• **Prompt 1**: Please reproduce the Haim Moshe passage word for word, between "In 1983 Haim" and "surrounding countries.", inclusive.
• **Prompt 2**: Name every album and song title mentioned in the Haim Moshe passage, marking each as an album or a song.

• **Text excerpt**:
= = = = =

In 1983 Haim Moshe released his first major album, "Ahavat Hayay (Love of My Life)," with 200,000 sales. This album included two hit songs: "Ahavat Hayay," a Yemenite-style song in Hebrew; and "Linda," a Lebanese song which Moshe
sang in Arabic.
"Linda" was not an immediate hit on Israeli radio, but earned Moshe a following among Palestinians and Arabs from
surrounding countries.
The success of this album made Haim Moshe a "household word" in Israel.

From the mid-1980s, Moshe began to incorporate more "Shirei Eretz Yisrael" into his repertoire. These "songs of the Land of Israel" formed a corpus of standard Israeli songs, many with patriotic themes, developed to promote an Israeli national identity. This helped Moshe achieve greater mainstream popularity in Israel, but also attracted criticism that he was abandoning his Mizrahi musical and cultural roots in a process of "Ashkenazification."
"My friends say to me: 'Haim, you're exaggerating. You're running out on us. You will soon be an Ashkenazi. Just when we have found a good singer in our style, you turn to another style.' They want me with them, to keep the style for them, to keep up the standards. So that musica mizrahit will receive the honour it deserves. My roots are black, real black… I am and will always be Haim Moshe with the Yemenite accent, the jargon and the admiration for the Oriental culture."

Over the following decades, he released a string of hit albums, among them
"Ten LaZman Lalekhet" (Let Time Pass),.

= = = = =

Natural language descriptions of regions
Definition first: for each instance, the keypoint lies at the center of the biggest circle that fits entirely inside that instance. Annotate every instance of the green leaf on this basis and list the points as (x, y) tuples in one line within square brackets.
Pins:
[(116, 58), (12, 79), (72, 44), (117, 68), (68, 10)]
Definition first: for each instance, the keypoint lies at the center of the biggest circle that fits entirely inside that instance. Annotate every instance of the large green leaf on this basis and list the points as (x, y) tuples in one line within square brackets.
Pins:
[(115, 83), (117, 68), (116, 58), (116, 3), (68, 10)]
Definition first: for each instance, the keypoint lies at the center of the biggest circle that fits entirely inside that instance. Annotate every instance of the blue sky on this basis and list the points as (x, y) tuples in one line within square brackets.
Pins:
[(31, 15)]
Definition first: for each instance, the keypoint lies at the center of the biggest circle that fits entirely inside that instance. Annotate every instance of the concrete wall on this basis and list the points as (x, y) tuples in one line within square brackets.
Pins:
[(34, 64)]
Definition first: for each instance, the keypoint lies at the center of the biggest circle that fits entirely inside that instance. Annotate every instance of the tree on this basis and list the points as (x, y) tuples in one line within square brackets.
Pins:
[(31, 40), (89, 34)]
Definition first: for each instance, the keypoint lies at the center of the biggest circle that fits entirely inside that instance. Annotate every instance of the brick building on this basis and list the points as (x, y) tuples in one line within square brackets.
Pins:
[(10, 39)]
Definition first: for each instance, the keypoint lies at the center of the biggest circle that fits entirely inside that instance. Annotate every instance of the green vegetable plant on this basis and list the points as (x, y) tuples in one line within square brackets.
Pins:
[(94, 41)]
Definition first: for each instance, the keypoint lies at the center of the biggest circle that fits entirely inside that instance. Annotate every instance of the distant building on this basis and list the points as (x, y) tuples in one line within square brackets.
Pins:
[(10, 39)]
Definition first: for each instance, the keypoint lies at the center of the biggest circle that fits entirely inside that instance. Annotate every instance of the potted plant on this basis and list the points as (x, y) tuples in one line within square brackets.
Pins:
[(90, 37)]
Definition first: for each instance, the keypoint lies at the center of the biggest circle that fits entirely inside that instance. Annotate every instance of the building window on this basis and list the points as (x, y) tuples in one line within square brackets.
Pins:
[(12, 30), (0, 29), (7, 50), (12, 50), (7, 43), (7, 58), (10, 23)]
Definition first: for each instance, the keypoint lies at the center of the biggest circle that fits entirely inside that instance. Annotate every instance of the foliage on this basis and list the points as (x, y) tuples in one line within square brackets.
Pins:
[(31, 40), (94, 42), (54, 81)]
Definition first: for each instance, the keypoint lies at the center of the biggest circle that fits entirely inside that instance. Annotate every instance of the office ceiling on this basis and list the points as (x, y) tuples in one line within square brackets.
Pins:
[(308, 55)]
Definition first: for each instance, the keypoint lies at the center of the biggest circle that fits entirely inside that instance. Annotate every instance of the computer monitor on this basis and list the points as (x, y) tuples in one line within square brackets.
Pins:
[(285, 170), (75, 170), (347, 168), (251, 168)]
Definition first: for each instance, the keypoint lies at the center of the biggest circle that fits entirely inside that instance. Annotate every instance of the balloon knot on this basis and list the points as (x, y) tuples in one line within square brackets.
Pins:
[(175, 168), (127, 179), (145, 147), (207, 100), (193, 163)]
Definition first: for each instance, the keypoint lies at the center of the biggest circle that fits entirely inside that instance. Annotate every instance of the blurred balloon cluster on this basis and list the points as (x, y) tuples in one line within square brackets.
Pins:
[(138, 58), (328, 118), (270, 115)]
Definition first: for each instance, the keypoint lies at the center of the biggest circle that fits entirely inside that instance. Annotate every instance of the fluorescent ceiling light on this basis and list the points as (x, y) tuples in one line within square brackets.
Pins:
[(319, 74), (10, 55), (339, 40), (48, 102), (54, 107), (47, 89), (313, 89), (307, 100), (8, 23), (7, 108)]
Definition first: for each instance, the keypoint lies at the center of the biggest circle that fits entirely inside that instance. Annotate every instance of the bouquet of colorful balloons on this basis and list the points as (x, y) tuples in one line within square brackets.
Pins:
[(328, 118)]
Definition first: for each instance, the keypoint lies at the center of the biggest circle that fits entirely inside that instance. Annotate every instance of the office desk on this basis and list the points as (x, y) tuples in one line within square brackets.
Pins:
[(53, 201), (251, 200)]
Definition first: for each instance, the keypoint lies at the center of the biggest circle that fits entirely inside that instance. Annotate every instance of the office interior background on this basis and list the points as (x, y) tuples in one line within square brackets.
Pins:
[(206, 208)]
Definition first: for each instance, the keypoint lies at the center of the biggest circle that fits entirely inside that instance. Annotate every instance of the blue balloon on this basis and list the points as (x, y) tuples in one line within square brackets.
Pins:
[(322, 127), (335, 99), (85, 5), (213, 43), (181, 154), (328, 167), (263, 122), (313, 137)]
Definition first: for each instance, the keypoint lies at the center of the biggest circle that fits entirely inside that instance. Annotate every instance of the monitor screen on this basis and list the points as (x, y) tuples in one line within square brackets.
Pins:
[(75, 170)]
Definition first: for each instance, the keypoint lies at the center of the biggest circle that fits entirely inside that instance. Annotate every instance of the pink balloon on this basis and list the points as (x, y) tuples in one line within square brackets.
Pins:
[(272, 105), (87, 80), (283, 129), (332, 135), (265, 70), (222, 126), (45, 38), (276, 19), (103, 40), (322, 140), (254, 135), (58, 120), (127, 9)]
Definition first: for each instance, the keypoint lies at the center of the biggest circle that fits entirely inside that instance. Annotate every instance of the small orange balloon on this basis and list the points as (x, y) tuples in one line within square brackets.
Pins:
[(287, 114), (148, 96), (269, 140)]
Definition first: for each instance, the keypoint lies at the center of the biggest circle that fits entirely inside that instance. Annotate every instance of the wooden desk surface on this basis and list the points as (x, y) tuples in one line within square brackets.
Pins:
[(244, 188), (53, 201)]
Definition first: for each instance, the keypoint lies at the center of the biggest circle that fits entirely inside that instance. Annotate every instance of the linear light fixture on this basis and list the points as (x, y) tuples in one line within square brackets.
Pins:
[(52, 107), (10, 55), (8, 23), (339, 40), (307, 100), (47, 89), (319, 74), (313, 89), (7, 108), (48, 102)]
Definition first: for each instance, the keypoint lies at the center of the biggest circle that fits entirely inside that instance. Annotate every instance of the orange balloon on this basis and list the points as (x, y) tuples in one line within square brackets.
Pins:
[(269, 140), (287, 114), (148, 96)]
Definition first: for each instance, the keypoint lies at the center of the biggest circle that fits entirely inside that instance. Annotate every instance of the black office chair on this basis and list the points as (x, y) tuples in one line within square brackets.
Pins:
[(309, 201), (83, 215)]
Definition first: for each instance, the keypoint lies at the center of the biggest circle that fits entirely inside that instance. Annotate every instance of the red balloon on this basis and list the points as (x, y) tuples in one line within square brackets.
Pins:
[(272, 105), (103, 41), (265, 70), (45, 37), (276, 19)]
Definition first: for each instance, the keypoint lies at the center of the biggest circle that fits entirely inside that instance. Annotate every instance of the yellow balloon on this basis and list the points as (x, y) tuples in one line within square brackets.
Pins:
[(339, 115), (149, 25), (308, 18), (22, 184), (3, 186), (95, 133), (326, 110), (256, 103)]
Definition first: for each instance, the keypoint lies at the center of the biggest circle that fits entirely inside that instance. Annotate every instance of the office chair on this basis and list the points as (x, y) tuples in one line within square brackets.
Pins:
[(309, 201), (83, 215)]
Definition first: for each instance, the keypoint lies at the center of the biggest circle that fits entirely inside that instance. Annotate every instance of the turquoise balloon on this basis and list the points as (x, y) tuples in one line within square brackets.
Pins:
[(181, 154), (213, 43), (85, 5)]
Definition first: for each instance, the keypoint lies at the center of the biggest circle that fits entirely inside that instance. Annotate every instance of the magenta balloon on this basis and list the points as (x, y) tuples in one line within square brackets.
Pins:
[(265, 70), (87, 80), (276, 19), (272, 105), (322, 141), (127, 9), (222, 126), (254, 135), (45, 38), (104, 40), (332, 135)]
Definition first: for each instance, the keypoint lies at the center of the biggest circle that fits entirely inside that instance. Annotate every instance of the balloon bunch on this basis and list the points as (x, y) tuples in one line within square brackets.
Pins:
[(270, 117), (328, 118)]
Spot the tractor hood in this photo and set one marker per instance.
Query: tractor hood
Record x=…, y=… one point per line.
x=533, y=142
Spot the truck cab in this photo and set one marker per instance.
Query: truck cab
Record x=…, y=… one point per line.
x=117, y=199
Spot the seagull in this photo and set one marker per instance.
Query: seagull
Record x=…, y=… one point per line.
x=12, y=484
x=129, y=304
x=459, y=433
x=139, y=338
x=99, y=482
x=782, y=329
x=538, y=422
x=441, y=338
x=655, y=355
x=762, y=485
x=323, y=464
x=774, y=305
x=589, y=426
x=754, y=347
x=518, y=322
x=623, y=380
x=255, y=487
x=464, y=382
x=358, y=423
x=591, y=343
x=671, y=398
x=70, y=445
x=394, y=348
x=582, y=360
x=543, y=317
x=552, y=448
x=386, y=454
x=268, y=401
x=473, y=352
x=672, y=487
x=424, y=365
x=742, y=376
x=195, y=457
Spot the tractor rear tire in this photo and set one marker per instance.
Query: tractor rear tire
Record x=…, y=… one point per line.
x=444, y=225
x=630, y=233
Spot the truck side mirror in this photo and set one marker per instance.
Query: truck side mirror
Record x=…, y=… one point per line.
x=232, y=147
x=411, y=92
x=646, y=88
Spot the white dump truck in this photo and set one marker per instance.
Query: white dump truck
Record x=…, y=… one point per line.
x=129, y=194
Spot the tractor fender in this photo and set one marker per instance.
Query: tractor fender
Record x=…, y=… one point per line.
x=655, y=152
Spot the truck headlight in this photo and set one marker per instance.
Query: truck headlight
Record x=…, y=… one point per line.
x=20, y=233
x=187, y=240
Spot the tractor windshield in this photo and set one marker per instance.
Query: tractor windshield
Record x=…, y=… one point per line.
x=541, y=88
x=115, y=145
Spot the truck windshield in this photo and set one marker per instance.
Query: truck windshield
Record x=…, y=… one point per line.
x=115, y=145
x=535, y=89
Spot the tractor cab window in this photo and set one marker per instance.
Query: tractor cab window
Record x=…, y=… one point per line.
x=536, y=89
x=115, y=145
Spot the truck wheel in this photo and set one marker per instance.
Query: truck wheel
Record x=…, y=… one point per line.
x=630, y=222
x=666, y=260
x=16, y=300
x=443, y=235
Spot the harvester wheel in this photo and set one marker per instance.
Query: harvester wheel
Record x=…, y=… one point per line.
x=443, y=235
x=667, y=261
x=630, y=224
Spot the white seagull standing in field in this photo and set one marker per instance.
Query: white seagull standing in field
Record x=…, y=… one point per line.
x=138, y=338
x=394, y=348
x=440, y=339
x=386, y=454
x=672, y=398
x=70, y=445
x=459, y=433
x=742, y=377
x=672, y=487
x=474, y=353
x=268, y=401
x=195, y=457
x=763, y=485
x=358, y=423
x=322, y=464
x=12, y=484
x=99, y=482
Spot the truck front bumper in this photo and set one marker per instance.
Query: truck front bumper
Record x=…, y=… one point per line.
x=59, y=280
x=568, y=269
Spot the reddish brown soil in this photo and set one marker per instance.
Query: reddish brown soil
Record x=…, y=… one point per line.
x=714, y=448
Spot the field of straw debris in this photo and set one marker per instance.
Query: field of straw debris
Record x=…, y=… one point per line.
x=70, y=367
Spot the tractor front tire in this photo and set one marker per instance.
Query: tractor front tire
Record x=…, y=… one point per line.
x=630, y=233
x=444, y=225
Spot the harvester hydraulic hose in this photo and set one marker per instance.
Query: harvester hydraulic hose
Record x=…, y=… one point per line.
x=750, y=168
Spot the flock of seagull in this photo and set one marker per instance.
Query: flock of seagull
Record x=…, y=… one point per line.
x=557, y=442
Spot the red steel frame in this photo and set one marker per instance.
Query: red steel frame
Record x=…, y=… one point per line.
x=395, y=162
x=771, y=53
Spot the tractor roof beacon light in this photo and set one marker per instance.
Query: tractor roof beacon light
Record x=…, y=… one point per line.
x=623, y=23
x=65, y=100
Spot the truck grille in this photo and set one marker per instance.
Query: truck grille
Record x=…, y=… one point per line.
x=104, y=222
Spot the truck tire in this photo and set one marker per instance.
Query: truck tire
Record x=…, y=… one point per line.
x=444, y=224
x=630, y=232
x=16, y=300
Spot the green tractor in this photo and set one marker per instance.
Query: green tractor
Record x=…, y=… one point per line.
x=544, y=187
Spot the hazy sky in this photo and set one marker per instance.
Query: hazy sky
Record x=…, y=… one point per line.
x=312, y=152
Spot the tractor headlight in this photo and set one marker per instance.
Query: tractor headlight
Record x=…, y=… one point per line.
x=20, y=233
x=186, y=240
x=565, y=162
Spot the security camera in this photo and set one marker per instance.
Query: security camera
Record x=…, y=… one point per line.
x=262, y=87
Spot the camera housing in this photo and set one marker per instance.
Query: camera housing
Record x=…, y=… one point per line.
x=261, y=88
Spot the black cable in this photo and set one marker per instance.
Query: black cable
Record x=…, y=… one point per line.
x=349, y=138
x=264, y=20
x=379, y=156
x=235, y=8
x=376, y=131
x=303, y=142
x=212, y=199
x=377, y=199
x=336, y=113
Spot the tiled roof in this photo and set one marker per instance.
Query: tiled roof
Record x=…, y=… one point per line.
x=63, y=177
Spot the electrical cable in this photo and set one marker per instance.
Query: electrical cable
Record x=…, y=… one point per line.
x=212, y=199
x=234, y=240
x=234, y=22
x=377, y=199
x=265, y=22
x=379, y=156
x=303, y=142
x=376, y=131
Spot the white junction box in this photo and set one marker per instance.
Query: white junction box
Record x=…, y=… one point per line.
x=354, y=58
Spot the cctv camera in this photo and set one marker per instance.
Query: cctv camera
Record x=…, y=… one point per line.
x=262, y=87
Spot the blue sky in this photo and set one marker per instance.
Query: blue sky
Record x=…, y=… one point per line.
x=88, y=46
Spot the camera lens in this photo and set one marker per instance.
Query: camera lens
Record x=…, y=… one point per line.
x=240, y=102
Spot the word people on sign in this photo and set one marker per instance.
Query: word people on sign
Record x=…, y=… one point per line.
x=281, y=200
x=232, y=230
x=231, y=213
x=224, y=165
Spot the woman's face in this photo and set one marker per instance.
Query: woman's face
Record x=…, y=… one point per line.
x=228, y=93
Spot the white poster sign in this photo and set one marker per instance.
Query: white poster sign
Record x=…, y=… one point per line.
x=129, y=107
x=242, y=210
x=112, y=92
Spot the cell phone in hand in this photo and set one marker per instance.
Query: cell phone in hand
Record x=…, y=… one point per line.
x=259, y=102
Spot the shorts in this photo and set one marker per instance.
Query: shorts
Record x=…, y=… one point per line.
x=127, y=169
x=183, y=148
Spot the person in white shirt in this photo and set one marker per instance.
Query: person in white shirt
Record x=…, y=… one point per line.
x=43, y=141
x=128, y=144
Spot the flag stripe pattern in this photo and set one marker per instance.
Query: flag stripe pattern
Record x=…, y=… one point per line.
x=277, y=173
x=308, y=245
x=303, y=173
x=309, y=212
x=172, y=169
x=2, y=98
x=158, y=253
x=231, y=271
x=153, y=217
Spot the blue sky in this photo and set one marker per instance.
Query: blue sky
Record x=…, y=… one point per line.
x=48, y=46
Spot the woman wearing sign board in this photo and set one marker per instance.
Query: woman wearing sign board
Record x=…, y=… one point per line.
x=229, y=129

= = = = =

• **Answer section 1**:
In 1983 Haim Moshe released his first major album, "Ahavat Hayay (Love of My Life)," with 200,000 sales. This album included two hit songs: "Ahavat Hayay," a Yemenite-style song in Hebrew; and "Linda," a Lebanese song which Moshe
sang in Arabic.
"Linda" was not an immediate hit on Israeli radio, but earned Moshe a following among Palestinians and Arabs from
surrounding countries.

• **Answer section 2**:
- "Ahavat Hayay (Love of My Life)" (album)
- "Ahavat Hayay" (song)
- "Linda" (song)
- "Ten LaZman Lalekhet" (Let Time Pass) (album)